JOB A> From the passage on place-responsive pedagogy below, list every author cited with a publication year, along with that year.
[PAGE start]
Alistair Stewart’s (2020) ‘Developing place-responsive pedagogy in outdoor environmental education’ asks questions that provoke different ways of thinking about outdoor environmental education (OEE). He prompts educators to think critically about pedagogical practices, inquire into the places we teach and reevaluate how we form relationships with the more-than-human world. As he states, ‘survival of the more-than-human world is intimately linked to how we think about and act in their interests’ (Stewart 2020, p. 181). A significant thread running through Stewart’s book is this pressing need to ethically reevaluate how we think about and relate to unique Australian environments. Despite the distinctly Australian focus, many of the lessons that can be gleaned from this book are relevant and worth contemplating in other places.

This book comes at a crucial time for rapidly changing environments and species facing extinction. It also emerges from several decades of development in outdoor education (OE) where the environmental education overlap has gained increased focus. For example, academics such as Brookes (2002a, b) argued for a move away from universalist and personal development centred approaches in OE towards more concentration on the specific environments and cultural contexts educators practice in. In 2016, this journal even changed its name, adding ‘environmental’ into its title (see Quay 2016; Gough 2016 for discussion on this). Stewart has been central in this development of OEE and, in particular, place-responsive pedagogies.Footnote 1

Stewart’s (2020) book travels his 20+ year journey of practicing/researching place-responsive OEE within south-eastern Australia. Throughout he offers pedagogies that attend to the bio-geographical and cultural locations he practices, and curriculum that draws upon natural and cultural history. The book provides a critique of some taken for granted approaches whilst offering original alternative possibilities. In the development of curriculum and pedagogy, Stewart reaches beyond previous OEE literature, delving into philosophy and environmental history to produce a thought provoking and pragmatic text, highlighting the potential OEE has in engaging students with places. In simple terms, his approach is about exploring and getting to know places, not expeditions through them.
[PAGE end]
[DATA ROWS start]
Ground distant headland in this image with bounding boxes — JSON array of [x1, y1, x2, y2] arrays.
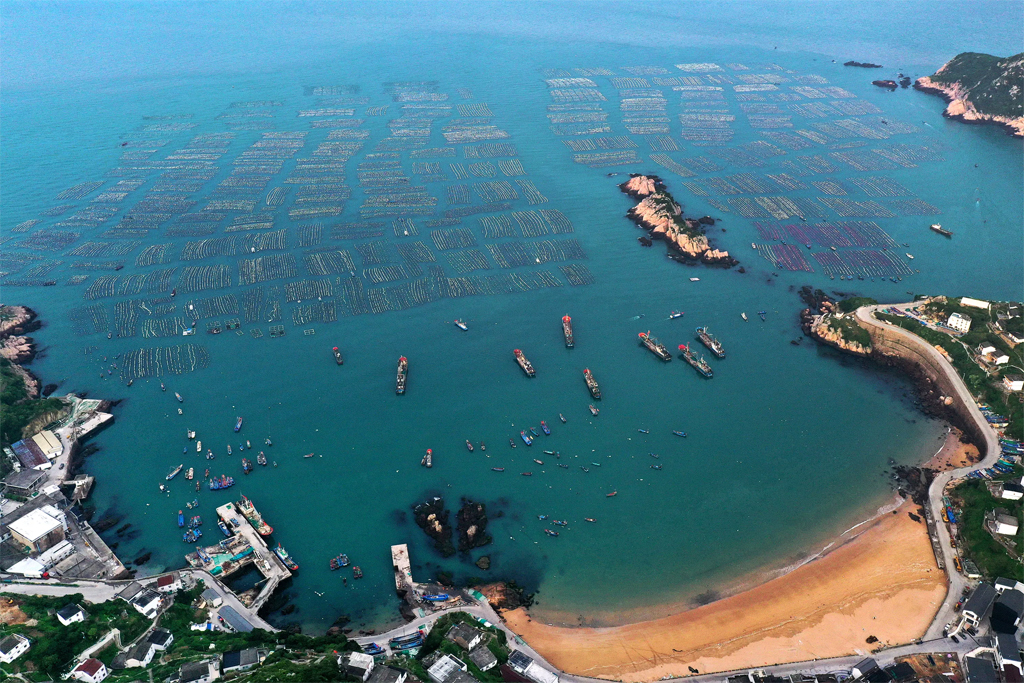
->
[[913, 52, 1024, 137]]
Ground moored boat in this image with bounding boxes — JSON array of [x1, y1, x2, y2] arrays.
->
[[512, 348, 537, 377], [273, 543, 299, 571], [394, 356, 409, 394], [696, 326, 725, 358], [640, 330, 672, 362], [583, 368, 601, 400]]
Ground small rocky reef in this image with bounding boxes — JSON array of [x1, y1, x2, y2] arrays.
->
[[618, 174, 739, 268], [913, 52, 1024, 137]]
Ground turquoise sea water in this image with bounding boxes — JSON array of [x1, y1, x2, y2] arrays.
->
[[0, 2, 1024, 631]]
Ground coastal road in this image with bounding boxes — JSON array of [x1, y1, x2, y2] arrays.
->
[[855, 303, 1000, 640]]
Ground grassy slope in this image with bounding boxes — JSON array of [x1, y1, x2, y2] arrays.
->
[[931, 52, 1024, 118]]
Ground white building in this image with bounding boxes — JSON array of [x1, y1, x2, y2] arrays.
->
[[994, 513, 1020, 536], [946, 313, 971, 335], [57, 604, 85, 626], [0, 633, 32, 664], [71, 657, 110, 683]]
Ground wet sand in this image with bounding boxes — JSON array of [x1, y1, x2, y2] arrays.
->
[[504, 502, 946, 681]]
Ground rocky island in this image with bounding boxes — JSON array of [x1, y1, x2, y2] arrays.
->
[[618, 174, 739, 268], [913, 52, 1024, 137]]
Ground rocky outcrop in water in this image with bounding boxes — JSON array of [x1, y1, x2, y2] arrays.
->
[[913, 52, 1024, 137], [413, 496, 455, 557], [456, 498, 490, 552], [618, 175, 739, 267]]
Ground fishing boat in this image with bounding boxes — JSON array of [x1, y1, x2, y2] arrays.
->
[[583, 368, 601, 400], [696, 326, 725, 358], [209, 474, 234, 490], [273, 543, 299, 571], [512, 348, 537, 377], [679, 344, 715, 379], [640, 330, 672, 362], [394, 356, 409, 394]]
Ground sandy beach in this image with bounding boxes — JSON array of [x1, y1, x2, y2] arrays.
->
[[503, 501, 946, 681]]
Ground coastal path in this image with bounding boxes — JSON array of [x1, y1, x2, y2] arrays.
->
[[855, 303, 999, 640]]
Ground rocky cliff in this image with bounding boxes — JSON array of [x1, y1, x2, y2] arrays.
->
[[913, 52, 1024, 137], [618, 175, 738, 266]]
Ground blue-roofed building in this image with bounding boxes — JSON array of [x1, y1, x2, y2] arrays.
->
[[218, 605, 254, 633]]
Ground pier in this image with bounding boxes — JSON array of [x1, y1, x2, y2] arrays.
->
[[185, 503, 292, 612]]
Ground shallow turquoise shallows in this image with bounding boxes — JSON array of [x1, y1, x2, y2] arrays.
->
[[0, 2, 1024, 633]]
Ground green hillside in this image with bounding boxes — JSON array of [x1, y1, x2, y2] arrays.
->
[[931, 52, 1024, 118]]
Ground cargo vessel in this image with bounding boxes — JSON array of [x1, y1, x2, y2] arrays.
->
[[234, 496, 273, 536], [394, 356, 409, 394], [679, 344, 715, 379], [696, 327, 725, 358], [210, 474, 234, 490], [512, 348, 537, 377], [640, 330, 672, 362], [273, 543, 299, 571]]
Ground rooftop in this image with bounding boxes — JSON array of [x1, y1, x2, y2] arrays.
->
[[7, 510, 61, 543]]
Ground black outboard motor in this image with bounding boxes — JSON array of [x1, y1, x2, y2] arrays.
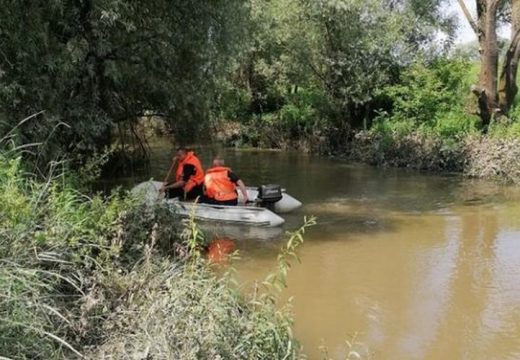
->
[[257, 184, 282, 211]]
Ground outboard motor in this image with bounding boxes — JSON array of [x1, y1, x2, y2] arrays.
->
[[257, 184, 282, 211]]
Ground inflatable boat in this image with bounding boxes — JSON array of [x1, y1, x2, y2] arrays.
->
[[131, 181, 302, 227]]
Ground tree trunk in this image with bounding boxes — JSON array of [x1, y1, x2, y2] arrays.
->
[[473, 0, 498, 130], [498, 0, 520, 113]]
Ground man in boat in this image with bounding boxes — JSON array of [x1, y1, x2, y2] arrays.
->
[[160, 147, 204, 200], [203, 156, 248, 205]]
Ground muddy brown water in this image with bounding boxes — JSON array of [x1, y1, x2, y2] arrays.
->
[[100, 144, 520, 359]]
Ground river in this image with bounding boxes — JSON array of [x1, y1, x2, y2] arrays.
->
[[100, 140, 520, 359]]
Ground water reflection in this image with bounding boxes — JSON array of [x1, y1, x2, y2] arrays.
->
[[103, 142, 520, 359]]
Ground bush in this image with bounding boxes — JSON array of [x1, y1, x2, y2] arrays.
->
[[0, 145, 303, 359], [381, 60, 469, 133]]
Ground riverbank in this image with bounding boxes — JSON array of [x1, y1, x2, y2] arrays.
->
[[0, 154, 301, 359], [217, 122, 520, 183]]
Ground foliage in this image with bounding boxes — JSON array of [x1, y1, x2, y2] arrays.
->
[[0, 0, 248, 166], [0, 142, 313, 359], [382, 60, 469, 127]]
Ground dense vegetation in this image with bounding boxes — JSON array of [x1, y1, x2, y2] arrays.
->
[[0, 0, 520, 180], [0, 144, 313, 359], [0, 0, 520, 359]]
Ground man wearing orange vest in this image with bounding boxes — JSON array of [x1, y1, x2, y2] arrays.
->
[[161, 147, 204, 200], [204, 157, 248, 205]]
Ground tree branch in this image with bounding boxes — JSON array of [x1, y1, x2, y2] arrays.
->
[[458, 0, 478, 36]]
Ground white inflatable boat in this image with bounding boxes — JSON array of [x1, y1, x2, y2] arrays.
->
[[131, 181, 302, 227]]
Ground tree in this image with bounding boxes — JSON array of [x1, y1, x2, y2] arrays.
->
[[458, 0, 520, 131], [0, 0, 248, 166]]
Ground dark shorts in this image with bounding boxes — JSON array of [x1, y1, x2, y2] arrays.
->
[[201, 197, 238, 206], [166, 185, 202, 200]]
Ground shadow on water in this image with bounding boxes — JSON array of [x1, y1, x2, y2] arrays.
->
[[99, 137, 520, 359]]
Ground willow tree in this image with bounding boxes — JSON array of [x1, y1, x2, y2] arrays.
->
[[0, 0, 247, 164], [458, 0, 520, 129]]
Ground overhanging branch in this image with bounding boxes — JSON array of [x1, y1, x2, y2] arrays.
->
[DATA ROWS end]
[DATA ROWS start]
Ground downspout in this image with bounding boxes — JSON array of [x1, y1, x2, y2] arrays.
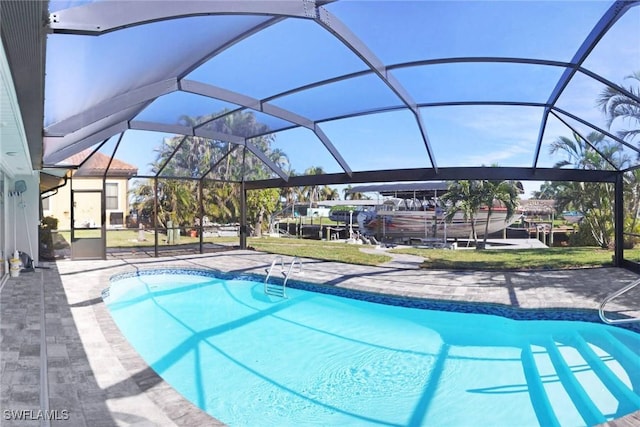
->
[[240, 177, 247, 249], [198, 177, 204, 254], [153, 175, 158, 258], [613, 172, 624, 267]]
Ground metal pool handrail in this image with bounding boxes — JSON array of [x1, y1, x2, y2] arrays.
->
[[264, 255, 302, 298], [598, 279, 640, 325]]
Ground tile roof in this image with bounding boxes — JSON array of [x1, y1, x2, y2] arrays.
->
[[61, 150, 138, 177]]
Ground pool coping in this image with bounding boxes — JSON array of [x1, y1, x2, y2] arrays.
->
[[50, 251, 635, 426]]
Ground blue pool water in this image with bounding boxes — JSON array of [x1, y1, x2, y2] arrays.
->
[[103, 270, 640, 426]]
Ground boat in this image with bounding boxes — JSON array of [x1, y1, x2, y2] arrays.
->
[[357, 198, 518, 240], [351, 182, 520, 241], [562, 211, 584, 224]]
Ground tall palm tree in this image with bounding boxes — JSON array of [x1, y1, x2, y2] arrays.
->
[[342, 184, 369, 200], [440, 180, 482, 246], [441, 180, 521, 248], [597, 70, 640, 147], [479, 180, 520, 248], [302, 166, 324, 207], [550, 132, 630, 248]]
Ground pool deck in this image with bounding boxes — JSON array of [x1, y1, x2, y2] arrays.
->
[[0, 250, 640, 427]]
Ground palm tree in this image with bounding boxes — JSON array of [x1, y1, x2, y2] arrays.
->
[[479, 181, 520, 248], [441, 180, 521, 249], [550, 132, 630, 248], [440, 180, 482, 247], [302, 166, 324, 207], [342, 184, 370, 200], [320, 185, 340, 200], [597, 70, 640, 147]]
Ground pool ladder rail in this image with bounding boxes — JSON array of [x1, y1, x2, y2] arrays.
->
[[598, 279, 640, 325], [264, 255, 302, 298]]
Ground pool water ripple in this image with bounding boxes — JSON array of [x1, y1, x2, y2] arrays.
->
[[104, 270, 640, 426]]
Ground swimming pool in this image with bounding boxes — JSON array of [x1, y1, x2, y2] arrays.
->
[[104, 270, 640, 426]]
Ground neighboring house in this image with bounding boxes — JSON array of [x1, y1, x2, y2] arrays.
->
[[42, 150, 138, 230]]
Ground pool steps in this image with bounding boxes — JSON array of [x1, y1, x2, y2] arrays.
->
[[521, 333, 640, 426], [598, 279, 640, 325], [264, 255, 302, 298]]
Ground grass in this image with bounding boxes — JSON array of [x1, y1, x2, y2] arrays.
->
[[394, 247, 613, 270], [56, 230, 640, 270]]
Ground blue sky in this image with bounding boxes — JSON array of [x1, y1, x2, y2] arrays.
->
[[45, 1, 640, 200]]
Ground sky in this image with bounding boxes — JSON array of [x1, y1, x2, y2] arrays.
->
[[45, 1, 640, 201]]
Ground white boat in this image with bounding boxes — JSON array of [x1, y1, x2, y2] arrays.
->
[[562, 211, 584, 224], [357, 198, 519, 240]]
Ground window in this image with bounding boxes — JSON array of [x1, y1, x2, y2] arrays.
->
[DATA ROWS end]
[DATA ROWS start]
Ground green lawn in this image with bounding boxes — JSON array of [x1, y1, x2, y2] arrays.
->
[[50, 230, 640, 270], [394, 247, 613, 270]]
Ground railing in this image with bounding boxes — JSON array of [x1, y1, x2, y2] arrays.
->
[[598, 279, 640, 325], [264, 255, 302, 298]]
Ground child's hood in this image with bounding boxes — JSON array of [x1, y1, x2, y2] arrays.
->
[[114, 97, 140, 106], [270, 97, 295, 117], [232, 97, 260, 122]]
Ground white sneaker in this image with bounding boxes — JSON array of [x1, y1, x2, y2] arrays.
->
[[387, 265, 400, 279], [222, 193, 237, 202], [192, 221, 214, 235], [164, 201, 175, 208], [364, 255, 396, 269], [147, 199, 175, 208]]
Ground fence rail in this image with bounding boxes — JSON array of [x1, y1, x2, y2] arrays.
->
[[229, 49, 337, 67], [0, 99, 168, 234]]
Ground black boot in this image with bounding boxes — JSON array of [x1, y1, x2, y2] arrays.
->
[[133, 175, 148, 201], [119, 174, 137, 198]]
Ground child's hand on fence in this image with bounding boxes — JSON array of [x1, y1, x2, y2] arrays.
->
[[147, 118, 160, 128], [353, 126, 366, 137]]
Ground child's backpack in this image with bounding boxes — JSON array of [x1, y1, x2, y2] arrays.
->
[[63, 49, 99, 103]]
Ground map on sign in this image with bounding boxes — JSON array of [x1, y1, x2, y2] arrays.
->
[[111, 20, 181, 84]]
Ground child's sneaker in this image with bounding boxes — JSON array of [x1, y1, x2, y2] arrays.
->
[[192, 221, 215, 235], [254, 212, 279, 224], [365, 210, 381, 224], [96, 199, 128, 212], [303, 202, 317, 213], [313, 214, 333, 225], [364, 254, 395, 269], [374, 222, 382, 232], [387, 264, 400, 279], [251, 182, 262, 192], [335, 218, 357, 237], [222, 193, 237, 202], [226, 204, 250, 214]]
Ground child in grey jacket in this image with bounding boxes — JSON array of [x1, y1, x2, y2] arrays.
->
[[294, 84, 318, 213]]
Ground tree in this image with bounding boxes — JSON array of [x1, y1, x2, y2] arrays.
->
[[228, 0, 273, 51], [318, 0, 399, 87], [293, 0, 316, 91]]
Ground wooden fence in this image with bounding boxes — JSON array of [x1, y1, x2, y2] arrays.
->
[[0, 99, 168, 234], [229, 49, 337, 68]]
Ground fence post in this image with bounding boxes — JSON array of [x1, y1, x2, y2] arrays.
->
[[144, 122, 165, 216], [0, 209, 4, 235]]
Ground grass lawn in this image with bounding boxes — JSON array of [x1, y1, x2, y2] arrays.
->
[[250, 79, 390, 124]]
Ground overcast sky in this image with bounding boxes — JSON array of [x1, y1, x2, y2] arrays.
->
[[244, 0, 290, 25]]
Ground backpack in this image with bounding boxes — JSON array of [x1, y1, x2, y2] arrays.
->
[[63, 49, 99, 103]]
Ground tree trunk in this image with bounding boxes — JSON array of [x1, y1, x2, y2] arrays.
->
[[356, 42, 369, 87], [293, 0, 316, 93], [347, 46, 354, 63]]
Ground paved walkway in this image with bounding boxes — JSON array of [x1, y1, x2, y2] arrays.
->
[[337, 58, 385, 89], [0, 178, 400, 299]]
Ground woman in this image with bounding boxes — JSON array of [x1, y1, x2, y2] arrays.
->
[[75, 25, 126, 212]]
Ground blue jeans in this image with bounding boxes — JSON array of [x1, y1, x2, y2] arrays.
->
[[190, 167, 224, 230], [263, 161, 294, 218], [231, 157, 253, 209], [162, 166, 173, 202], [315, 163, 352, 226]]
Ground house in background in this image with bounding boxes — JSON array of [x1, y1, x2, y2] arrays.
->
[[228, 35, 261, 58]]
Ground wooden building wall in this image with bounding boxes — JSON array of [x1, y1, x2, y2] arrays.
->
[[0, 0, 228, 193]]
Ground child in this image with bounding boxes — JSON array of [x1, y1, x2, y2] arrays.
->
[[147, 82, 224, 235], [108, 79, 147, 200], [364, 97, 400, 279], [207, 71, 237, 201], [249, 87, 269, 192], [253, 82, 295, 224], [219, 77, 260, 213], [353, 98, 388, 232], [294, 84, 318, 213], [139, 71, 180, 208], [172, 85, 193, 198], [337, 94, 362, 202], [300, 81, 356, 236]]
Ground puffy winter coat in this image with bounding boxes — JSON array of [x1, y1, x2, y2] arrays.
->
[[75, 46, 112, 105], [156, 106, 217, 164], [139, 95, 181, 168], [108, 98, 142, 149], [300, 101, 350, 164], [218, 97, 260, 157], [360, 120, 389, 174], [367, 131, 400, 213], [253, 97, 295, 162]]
[DATA ROWS end]
JOB B> Gather every line of the records above that contains the string "boat".

RESULT A>
- Stewart (2020)
- Brookes (2002a, b)
- Quay (2016)
- Gough (2016)

RESULT B>
Ground moored boat in this image with bounding boxes — JSON array of [x1, y1, x2, y2] arrays.
Ground fishing boat in this image with bounding boxes — JSON array of [x1, y1, x2, y2] arrays.
Ground inflatable boat in this image with bounding boxes — JSON array of [x1, y1, x2, y2] arrays.
Ground man in boat in this image with bounding boxes — JSON array of [x1, y1, x2, y2] arrays.
Ground white inflatable boat in this image with bounding boxes — JSON array of [x1, y1, x2, y2] arrays.
Ground boat in this image with bounding boxes — JSON array of [x1, y1, x2, y2] arrays.
Ground white boat in this image with bounding boxes — JSON array of [x1, y1, x2, y2] arrays.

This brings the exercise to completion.